• TASKS TO CARRY OUT:
- a) From the passage on importing snapshots into Subversion, list each distinct command that appears inside quotation marks.
- b) Write the next part of the passage on importing snapshots into Subversion, starting after its final sentence.

───── SELECTED PASSAGE ─────

All in all, this was surprisingly painless,* but it still required a handful of hours of work—and the result is and remains inferior to using version control from the beginning.

*I had feared a much longer process, to the point that I originally had contemplated importing just the latest state into Subversion, even at the cost of losing all history. (This was also, a priori, a potential outcome of those manual imports “to get a feel for the work needed”. Had that work been too bothersome, I would not have proceeded with the hundreds of snapshots.)

(There was a sometime string of annoyances, however, as I could go through ten or twenty days’ worth of just calling the script resp. of the “if not” case, run into a day requiring manual intervention, intervene, and proceed in the hope of another ten or twenty easy days—but instead run into several snapshots requiring manual intervention in a row. As a single snapshot requiring manual intervention takes longer than a month’s worth of snapshots that do not, this was a PITA.)

Excursion on disappearing files:
There were basically three reasons for why an old file disappeared between snapshots:

  1. I had (during the original work) moved it to another name and/or another directory. I now had to find the new name/location and do a “svn move” to reflect this in the repository. (And sometimes a “svn mkdir”, when the other directory did not already exist. If I were to begin again, I would make the “svn mkdir” automatic.) Usually, this was easy, as the name was normally only marginally changed, e.g. to go from “tournament” to “23_tournament”, corresponding to a chapter being assigned a position within the book; however, there were some exceptions. A particular hindrance in the first few iterations was that I failed to consider the behavior of the command line tool “diff” (not to be confused with “svn diff”), which I used to find differences between the state in the repository and the next snapshot: a call like “diff -rq” upon two directories does show what files are present in the one but not the other, but if a (sub-)directory is missing, the files in that directory are not listed in addition to the directory it self. (With the implication that I first have to “svn mkdir” the new directory, and only after will “diff -rq” show me the full differences in files.) This complication might have made me misinterpret a few early disappearing files as belonging to one of the following items, instead of this item, because I could not see that the file had been moved. Another complication was when a file had been given a new name with a less obvious connection, which happened on some rare occasions.

───── SUPPLIED ENTRIES ─────

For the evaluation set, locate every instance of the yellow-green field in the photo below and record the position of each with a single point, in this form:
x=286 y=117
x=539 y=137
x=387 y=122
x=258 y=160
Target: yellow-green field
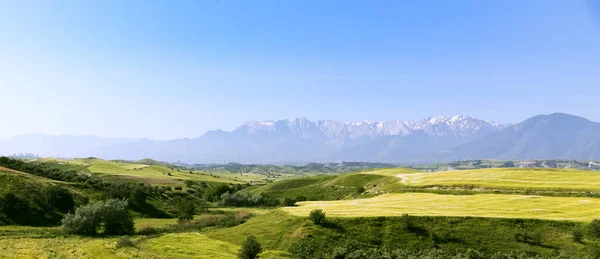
x=180 y=245
x=513 y=178
x=480 y=205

─────

• RESPONSES FOR EACH TASK:
- a)
svn move
svn mkdir
diff
svn diff
diff -rq

- b)
  2. I had outright deleted it, be it because the writing was crap, because the contents did not fit well with the rest of the story, or because it served some temporary purpose, e.g. as a reminder of some idea that I might or might not take up later. In a particularly weird case, I had managed to save a file with discus statistics with my writings, where it absolutely did not belong. (I am not certain how that happened.) These cases resulted in a simple “svn remove”.
  3. I had integrated the contents into another file and then deleted the original file, often with several smaller files being integrated into the same larger file through the course of one day. Here, I used a “svn remove” as a compromise. Ideally, I should have identified the earlier and later files, committed them together, and given them an informative commit message, but the benefits of this would have been in no proportion to the additional effort. (This is a particularly good example of how proper version control, with commits of changes as they happen, is superior to mere daily snapshots.)

In a more generic setting, I might also have had to consider the reverse of the last item, that parts or the whole of a larger file had been moved to smaller new files, but I knew that this had been so rare in my case, if it had happened at all, that I could ignore the possibility with no great loss. A similar case is the transfer of some parts of one file into another. This has happened from time to time, even with my books, e.g. when a scene has been moved from one chapter to another or when a part of a file with miscellanea has found a permanent home. However, it is still somewhat rare and the loss of (meta-)information is lesser than if e.g. an atomic “svn move” had been replaced with a disconnected “svn remove”–“svn add” sequence. (Other cases yet might exist, e.g. that a single file was partially moved to a new file, partially integrated into an old one. However, again, these cases were rare relative the three main items, and relatively little could be gained from pursuing the details.)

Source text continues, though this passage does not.